● 課題内容
フリーレント物件についての文章から、「一定期間の家賃が無料となるフ」と「い方は、特に注意が必要です。」の間を、両端の語句も含めて一字も変えずに書き写してください。

特に新年度に向けた新生活シーズンは、人気が高い物件ほど早く部屋が埋まってしまうため、入居まで1~2ヶ月ある状態で契約するケースも少なくありません。
そのため、すでに賃貸物件に住んでいる場合は、今の住居と引っ越し先の住居の両方で家賃を支払うことになり、生活が圧迫されやすいです。
引っ越し先にフリーレント物件を選べば、たとえ入居が1~2ヶ月先の場合でも新居の家賃を支払う必要がないため、余裕をもって新生活の準備を進められます。
余裕をもったスケジュールで引っ越しできる
二重家賃の状況にあるように、賃貸物件は通常入居前から家賃が発生するため、無駄になる家賃を減らそうとできるだけ早く新居に入居しようとするケースも多いです。
新居と旧居の家賃負担を少しでも減らすために、多少無理のあるスケジュールでも引っ越しを行い、郵便物の転送や電気・水道など各種ライフラインの手続きなど、新居での手続きが重なってしまうこともあるでしょう。
フリーレント物件への引っ越しなら、多少引っ越しのスケジュールが遅れても負担する家賃に大きな影響は発生しません。
負担が増えることを気にせず、余裕をもったスケジュールで落ち着いて引っ越し準備ができるのも、フリーレント物件を選ぶメリットです。
フリーレントはデメリットが多いって本当?
一定期間の家賃が無料となるフリーレント物件は、実はデメリットが多いという意見もあります。
フリーレントのデメリットとしてよくあげられるのは、以下の2つです。
- 違約金が発生することがある
- 物件数が限られる
フリーレント物件は、入居から一定期間の家賃を無料にする代わりに、短期解約を防ぐための「短期解約違約金」が設定されています。
内容は物件ごとに異なりますが、定められた期間内に解約した場合、家賃1~2ヶ月分の違約金を請求されることが多いです。
違約金が課せられる期間も、物件によって異なります。
長いものは3年間に設定されている場合もあるため、転勤などで転居することが多い方は、特に注意が必要です。

● 提供データ
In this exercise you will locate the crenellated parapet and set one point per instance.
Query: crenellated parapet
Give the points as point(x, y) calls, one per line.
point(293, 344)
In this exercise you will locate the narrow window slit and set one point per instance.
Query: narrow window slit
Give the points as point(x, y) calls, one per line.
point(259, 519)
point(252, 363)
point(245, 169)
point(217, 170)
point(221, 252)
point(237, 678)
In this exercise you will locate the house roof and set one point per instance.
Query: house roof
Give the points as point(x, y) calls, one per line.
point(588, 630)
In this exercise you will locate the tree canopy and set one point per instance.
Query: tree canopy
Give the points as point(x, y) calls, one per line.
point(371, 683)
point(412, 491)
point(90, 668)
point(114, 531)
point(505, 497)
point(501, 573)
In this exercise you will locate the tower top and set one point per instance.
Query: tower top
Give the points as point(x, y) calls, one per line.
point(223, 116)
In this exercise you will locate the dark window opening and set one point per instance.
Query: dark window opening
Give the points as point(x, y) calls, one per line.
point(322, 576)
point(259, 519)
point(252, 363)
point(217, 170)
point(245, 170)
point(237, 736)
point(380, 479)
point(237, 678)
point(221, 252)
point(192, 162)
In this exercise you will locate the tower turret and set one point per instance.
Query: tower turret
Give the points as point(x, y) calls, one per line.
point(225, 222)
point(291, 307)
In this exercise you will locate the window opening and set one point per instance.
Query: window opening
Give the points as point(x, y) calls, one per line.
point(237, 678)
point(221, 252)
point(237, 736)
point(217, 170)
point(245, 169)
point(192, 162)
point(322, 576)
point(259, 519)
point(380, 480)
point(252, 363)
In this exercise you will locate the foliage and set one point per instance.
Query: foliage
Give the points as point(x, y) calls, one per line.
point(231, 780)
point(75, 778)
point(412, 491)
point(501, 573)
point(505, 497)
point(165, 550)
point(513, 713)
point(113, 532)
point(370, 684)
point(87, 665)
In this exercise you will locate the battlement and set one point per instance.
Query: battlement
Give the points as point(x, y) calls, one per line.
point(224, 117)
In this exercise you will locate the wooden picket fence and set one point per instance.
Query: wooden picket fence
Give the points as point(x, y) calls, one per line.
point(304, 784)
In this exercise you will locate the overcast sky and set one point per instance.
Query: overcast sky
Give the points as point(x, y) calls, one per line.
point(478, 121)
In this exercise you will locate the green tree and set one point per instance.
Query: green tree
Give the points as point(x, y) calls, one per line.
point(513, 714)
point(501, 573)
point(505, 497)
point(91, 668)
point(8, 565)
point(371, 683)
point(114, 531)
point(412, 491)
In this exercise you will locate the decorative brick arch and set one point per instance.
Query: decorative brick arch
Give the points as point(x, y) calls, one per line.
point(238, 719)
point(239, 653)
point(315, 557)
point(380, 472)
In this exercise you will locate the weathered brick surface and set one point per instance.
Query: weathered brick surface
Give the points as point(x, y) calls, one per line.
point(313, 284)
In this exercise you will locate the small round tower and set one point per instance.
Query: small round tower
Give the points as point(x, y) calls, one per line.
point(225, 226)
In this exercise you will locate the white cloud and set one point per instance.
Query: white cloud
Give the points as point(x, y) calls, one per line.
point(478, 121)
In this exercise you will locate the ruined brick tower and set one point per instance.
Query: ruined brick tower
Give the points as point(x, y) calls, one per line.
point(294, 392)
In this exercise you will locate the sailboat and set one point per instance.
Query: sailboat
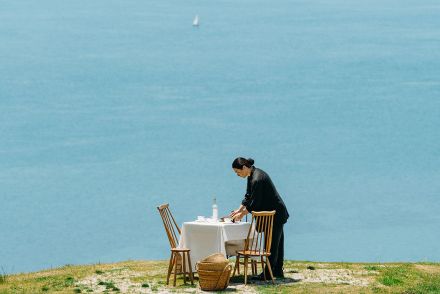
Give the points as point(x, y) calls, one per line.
point(196, 21)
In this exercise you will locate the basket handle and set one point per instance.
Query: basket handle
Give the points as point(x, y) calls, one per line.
point(227, 267)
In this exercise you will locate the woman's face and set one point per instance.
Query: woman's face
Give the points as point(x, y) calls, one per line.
point(241, 172)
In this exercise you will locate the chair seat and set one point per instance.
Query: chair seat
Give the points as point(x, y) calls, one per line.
point(180, 249)
point(253, 253)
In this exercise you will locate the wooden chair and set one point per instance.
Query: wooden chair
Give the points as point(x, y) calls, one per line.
point(178, 255)
point(258, 243)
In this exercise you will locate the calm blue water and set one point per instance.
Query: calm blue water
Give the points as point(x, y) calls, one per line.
point(110, 108)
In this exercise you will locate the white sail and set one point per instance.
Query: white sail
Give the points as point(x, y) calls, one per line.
point(196, 21)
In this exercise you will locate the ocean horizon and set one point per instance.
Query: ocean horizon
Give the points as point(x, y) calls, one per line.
point(109, 109)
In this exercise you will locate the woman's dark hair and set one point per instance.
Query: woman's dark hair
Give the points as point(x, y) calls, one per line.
point(239, 162)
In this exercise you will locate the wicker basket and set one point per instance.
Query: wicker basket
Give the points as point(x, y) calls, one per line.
point(214, 272)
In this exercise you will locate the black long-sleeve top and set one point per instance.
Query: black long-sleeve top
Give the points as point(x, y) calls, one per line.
point(261, 195)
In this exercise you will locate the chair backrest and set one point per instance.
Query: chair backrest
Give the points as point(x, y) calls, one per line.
point(171, 227)
point(259, 237)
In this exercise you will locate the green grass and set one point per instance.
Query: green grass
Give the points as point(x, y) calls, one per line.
point(406, 278)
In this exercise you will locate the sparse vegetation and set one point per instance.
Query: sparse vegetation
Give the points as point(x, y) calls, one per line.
point(301, 277)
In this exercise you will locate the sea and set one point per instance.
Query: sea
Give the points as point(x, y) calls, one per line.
point(109, 108)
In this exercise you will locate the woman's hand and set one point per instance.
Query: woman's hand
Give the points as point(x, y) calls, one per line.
point(234, 213)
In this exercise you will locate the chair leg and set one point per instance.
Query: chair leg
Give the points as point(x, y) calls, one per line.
point(245, 269)
point(262, 266)
point(191, 274)
point(184, 267)
point(237, 264)
point(170, 267)
point(175, 269)
point(270, 269)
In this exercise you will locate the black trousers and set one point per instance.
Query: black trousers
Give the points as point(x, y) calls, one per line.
point(276, 257)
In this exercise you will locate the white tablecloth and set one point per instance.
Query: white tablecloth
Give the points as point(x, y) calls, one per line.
point(204, 238)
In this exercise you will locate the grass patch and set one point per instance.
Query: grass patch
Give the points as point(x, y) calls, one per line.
point(428, 284)
point(371, 268)
point(395, 276)
point(109, 286)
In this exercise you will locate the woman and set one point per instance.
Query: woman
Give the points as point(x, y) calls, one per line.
point(261, 195)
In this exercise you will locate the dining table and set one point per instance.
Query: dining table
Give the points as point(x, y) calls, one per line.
point(204, 238)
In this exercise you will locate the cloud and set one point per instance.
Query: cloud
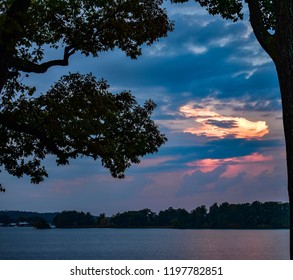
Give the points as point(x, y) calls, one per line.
point(212, 124)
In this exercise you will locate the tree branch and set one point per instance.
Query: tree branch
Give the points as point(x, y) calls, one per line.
point(10, 122)
point(30, 67)
point(266, 40)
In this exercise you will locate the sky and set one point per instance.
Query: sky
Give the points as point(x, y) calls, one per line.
point(219, 106)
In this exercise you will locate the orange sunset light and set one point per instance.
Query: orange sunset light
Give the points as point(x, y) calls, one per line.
point(212, 124)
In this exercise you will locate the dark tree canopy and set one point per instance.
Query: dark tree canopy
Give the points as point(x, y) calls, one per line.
point(272, 23)
point(78, 116)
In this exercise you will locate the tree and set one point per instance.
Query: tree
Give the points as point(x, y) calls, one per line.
point(78, 116)
point(272, 23)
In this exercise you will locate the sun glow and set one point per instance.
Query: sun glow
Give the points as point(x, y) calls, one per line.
point(211, 124)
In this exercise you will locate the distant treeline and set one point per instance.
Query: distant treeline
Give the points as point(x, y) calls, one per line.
point(256, 215)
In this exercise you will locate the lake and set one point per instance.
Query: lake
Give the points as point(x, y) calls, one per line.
point(142, 244)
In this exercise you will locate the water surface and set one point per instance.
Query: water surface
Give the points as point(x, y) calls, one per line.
point(142, 244)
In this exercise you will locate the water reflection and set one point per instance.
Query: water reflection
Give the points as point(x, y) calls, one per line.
point(28, 243)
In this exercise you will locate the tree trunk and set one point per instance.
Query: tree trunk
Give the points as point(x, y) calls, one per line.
point(286, 86)
point(284, 64)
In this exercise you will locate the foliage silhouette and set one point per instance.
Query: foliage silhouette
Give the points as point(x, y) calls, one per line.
point(272, 24)
point(78, 116)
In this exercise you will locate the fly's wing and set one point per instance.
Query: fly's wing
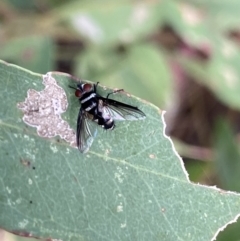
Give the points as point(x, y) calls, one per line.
point(118, 110)
point(86, 131)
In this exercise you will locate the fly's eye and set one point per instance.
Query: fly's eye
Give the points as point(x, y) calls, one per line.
point(78, 93)
point(87, 87)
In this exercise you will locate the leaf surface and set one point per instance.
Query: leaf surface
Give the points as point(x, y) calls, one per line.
point(131, 185)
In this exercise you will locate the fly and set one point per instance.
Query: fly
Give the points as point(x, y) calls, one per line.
point(97, 110)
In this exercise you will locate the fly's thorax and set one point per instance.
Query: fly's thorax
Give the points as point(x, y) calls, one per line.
point(109, 124)
point(88, 96)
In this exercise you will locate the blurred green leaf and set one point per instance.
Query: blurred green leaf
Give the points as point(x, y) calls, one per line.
point(131, 185)
point(33, 52)
point(227, 157)
point(227, 165)
point(220, 74)
point(110, 22)
point(140, 69)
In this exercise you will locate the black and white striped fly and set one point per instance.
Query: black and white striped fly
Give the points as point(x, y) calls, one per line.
point(96, 111)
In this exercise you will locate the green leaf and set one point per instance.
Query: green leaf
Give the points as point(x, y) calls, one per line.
point(109, 22)
point(227, 169)
point(33, 52)
point(130, 70)
point(131, 185)
point(220, 74)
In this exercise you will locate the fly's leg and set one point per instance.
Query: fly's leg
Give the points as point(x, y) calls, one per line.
point(95, 87)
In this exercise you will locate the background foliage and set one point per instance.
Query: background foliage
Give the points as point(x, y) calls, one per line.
point(182, 56)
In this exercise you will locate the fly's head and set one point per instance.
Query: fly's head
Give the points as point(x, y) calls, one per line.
point(82, 89)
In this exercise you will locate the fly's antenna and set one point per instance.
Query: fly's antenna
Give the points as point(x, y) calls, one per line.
point(115, 91)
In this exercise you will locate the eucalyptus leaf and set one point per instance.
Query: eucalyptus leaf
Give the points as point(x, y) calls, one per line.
point(131, 185)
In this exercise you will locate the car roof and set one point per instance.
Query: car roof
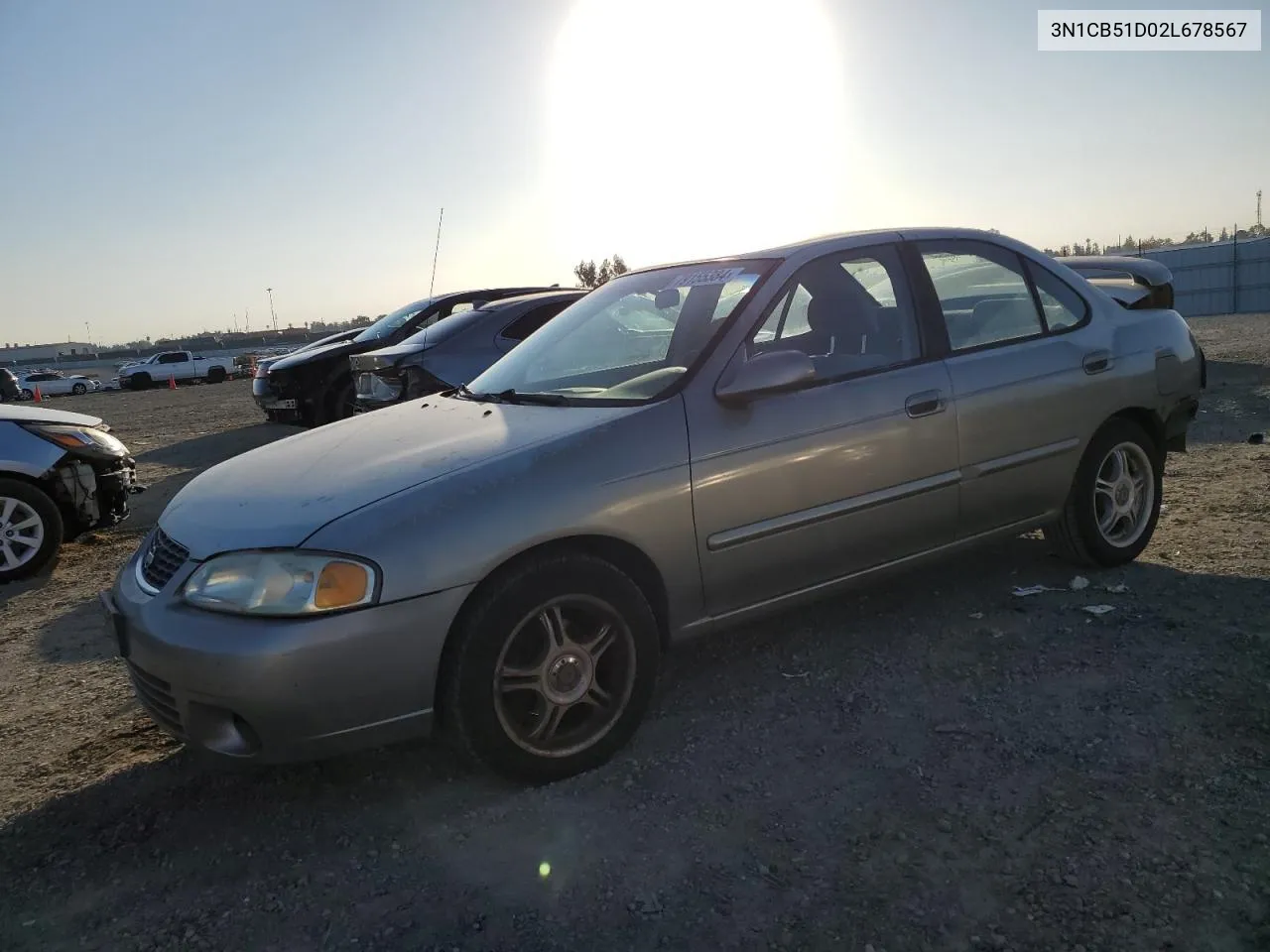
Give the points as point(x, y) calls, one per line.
point(556, 294)
point(812, 246)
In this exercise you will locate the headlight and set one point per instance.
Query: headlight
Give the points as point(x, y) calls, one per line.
point(79, 439)
point(281, 583)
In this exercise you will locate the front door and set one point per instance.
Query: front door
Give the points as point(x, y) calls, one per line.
point(855, 470)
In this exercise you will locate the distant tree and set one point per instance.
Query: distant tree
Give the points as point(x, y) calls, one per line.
point(589, 276)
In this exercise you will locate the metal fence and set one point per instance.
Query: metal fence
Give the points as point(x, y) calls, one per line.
point(1224, 277)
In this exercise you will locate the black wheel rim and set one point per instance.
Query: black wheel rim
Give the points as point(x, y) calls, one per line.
point(564, 676)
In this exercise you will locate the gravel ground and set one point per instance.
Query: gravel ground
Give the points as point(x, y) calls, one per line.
point(935, 765)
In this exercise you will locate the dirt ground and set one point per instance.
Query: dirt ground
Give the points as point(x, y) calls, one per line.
point(937, 765)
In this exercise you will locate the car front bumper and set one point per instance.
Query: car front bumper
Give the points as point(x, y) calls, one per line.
point(281, 689)
point(275, 399)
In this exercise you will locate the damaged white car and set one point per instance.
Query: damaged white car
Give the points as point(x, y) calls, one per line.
point(62, 474)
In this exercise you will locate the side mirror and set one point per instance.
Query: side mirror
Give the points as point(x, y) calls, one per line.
point(774, 372)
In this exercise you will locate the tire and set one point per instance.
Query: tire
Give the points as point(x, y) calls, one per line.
point(21, 503)
point(336, 404)
point(494, 725)
point(1078, 535)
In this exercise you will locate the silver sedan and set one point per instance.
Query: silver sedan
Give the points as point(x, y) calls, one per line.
point(684, 448)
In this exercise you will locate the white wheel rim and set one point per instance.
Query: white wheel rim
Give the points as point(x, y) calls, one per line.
point(1124, 494)
point(22, 534)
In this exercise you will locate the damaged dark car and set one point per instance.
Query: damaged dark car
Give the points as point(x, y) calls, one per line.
point(62, 474)
point(452, 350)
point(314, 386)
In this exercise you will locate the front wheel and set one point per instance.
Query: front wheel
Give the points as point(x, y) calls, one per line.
point(31, 530)
point(550, 674)
point(1114, 503)
point(339, 403)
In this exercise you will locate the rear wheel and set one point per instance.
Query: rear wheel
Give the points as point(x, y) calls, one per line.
point(31, 530)
point(1114, 504)
point(550, 674)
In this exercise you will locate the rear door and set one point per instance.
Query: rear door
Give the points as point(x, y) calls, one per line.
point(1023, 361)
point(855, 470)
point(177, 363)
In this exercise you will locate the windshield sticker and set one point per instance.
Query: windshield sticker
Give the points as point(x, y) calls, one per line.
point(703, 276)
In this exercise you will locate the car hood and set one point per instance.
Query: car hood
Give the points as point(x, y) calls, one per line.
point(318, 353)
point(285, 492)
point(386, 356)
point(36, 414)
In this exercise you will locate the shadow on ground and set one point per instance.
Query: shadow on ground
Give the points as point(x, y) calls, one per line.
point(211, 448)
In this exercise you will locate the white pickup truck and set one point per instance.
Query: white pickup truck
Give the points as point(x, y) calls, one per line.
point(178, 365)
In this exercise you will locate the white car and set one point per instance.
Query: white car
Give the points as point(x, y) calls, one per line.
point(56, 384)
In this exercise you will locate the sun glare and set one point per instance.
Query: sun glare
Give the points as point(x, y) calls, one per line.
point(694, 127)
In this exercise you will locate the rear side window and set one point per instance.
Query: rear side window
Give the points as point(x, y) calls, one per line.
point(983, 294)
point(534, 318)
point(842, 311)
point(1064, 307)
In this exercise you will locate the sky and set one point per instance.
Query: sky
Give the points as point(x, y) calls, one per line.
point(166, 163)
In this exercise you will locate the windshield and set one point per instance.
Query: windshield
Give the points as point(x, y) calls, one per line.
point(630, 339)
point(390, 322)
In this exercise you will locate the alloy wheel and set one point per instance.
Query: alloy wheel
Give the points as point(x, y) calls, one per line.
point(1124, 494)
point(22, 534)
point(564, 675)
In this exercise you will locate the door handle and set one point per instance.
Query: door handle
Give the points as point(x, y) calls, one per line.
point(925, 404)
point(1097, 361)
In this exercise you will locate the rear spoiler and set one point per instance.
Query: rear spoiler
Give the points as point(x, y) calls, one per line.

● 解答
一定期間の家賃が無料となるフリーレント物件は、実はデメリットが多いという意見もあります。
フリーレントのデメリットとしてよくあげられるのは、以下の2つです。
- 違約金が発生することがある
- 物件数が限られる
フリーレント物件は、入居から一定期間の家賃を無料にする代わりに、短期解約を防ぐための「短期解約違約金」が設定されています。
内容は物件ごとに異なりますが、定められた期間内に解約した場合、家賃1~2ヶ月分の違約金を請求されることが多いです。
違約金が課せられる期間も、物件によって異なります。
長いものは3年間に設定されている場合もあるため、転勤などで転居することが多い方は、特に注意が必要です。